Passage to read:

    HA HA HA, great flow chart. I keep leaning towards family practice but it just sounds kind of boring. I’m hoping to bounce around a little, I’d like to do emergency medicine, some general surgery, some obgyn, pediatrics and then land in family practice, maybe some of them concurrently, do you think that’s possible?

    Reply
  • Claudia May 1, 2012, 9:08 pm

    is there any way to download the flow chart? I’m having a hard time reading it(on iPad) but would love check it out as it looks super helpful. Thanks!

    Reply
    • Paul May 1, 2012, 10:03 pm

      You should be able to right click it and pull down to “save as.”

      Reply
  • Brian Wallace May 4, 2012, 12:18 pm

    A very important consideration when thinking about specialty fields is lifestyle. Not only that, but PAs are used in different ways at each hospital or office even among the same specialty. Family medicine is typically one office location 9-5 Monday through Friday (blow my brains out). Private surgery is usually a few days a week in an office and a few days a week in the OR. It may include a hospital day to two. ER is usually something like 4 ten hour shifts and when you leave at the end of the day you are done. There is a lot to consider even aside from the medical areas that you like. The graphic is GREAT!!

    Reply
  • claudia May 4, 2012, 7:59 pm

    Thanks for graphic tip, got it now.

    Wondering how common is it for PAs to have 1 full time job and then also take on part time work? And is it possible to do it in different specialties? My ‘interest’ take me to ER and Dermatology.

    What are typical hours/setting for Derm specialty. Thanks All!

Record set:
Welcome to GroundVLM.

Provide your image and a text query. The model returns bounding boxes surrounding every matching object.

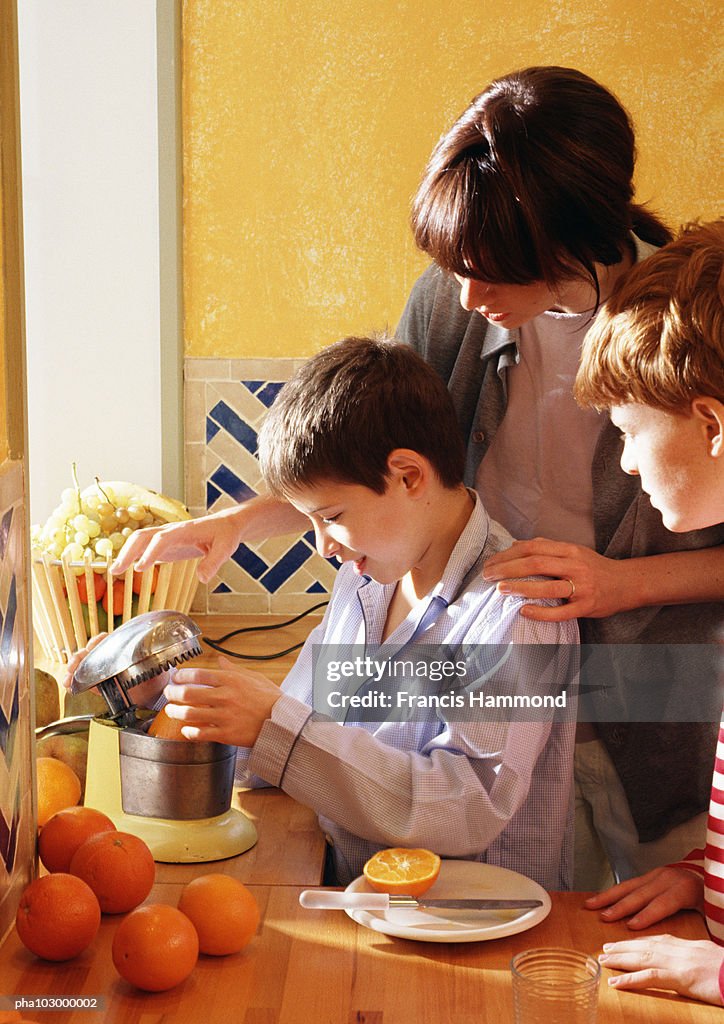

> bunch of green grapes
[31,471,180,572]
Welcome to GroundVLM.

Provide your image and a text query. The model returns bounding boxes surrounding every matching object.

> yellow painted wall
[183,0,722,357]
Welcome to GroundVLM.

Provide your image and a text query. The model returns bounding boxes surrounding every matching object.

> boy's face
[609,402,724,532]
[287,475,428,583]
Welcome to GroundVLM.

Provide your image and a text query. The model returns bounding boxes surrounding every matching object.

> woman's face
[455,273,570,331]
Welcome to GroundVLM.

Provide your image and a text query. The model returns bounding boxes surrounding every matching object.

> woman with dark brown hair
[114,67,724,889]
[397,67,724,889]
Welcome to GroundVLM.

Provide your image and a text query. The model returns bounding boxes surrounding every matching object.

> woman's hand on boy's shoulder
[482,537,635,623]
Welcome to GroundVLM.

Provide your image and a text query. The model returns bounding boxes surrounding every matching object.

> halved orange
[363,847,440,896]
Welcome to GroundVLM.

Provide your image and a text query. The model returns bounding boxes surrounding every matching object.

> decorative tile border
[185,359,336,614]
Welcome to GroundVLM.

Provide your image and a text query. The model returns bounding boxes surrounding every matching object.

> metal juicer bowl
[119,729,237,821]
[71,610,237,821]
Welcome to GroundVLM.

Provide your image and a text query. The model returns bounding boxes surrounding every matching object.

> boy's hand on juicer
[164,658,282,746]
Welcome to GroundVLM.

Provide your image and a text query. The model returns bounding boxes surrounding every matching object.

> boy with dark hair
[165,338,578,889]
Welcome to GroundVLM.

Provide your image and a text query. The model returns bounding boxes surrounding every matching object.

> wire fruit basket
[32,548,200,662]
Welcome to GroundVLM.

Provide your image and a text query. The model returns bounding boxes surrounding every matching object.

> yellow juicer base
[84,719,257,864]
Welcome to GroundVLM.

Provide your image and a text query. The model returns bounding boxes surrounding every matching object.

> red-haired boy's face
[609,399,724,534]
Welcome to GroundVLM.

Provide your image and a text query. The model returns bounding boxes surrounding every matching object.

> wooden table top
[0,884,722,1024]
[9,616,724,1024]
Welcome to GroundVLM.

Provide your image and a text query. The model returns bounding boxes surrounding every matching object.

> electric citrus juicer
[62,610,257,863]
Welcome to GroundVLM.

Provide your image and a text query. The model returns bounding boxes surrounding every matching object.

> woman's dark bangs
[413,161,537,285]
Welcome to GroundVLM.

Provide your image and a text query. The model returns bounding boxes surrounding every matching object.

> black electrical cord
[202,601,330,662]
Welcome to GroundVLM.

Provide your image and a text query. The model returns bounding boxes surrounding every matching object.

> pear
[62,690,109,718]
[35,669,60,725]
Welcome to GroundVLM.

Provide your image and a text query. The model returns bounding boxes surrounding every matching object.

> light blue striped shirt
[238,493,579,889]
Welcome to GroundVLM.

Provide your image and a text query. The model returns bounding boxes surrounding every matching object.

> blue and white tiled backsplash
[184,359,336,614]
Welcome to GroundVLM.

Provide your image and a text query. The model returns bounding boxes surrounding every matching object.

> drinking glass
[511,949,601,1024]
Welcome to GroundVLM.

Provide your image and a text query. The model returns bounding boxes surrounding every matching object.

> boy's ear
[387,449,430,496]
[691,395,724,459]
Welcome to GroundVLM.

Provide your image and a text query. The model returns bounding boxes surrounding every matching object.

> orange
[38,807,116,871]
[35,758,81,828]
[15,871,100,961]
[148,708,187,741]
[364,847,440,896]
[71,831,156,913]
[178,873,259,956]
[112,903,199,992]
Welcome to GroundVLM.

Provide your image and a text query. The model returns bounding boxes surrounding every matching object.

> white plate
[345,860,551,942]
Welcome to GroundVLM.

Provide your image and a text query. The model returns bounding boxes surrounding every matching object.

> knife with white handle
[299,889,543,910]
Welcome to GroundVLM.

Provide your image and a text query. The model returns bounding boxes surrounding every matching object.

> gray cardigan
[397,264,724,842]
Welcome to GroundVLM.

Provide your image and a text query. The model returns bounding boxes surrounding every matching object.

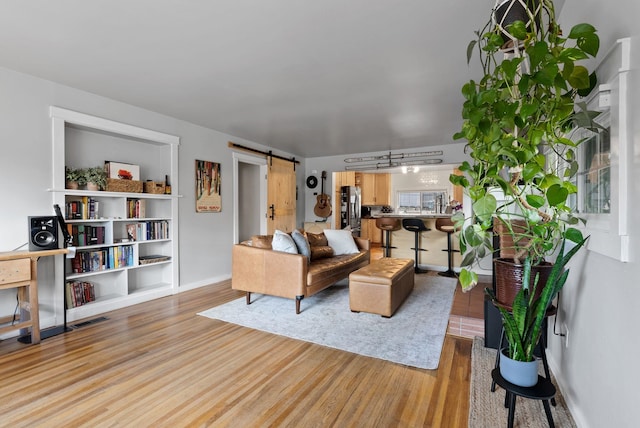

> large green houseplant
[450,0,599,386]
[450,0,599,289]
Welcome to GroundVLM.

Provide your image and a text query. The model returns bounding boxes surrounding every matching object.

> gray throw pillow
[291,229,311,261]
[271,230,298,254]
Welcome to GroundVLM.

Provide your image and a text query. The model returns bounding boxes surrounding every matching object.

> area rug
[198,275,457,369]
[469,337,576,428]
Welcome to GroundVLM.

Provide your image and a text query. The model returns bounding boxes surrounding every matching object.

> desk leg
[29,258,40,343]
[542,400,555,428]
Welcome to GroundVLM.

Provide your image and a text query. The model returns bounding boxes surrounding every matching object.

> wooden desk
[0,249,67,343]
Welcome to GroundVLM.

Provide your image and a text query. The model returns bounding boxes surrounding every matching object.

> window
[398,190,449,214]
[564,38,632,262]
[578,122,611,214]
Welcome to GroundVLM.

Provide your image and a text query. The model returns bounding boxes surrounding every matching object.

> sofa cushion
[311,245,333,261]
[271,230,298,254]
[324,229,360,256]
[307,232,329,247]
[307,251,369,284]
[251,235,273,250]
[291,229,311,261]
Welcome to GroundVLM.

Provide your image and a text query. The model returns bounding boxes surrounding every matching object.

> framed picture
[104,161,140,181]
[196,159,222,213]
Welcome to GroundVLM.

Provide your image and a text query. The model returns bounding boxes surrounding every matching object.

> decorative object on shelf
[64,166,87,189]
[144,180,166,195]
[106,178,143,193]
[139,254,171,265]
[84,166,107,190]
[104,161,140,181]
[164,175,171,195]
[104,161,143,193]
[196,159,222,213]
[450,0,599,290]
[344,150,443,171]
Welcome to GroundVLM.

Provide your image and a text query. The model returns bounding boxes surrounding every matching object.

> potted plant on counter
[450,0,599,300]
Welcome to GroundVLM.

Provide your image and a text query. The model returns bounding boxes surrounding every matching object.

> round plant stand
[491,369,556,428]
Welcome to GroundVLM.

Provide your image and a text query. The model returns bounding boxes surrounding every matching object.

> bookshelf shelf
[48,107,180,321]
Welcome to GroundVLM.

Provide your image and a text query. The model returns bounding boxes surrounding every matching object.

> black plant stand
[491,369,556,428]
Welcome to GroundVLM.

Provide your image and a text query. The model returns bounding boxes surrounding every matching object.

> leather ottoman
[349,257,415,318]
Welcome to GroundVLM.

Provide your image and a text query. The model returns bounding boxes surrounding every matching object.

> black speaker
[29,216,58,251]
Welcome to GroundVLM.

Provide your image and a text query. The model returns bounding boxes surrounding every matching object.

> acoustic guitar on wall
[313,171,331,218]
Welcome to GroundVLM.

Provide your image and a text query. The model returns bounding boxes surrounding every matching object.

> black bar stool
[402,218,431,273]
[436,217,460,278]
[376,217,400,257]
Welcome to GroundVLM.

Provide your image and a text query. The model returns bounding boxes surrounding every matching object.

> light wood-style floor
[0,281,471,428]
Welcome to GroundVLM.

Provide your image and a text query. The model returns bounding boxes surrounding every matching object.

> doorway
[233,153,267,244]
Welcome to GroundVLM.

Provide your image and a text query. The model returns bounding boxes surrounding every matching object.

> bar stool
[436,217,460,278]
[376,217,400,257]
[402,218,431,273]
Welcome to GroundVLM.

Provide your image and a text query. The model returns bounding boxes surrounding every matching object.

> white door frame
[233,152,267,244]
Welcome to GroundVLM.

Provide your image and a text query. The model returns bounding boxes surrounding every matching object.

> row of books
[71,245,134,273]
[127,199,147,218]
[67,223,105,247]
[65,196,100,220]
[65,281,96,309]
[126,220,169,241]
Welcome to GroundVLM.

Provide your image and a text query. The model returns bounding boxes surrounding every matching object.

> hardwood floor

What to produce:
In the comment thread, what is an ER schedule usually like?

Answer space:
It is usually something like four ten-hour shifts, and when you leave at the end of the day you are done.